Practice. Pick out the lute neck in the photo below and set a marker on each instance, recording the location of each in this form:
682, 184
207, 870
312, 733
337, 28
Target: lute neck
++++++++++
* Task statement: Write the listing out again, exactly as shown above.

* Result for this task:
Practice. Pick out the lute neck in the photo below and set a marker on each instance, recording the location of each in this form:
682, 184
207, 870
312, 733
337, 28
Target: lute neck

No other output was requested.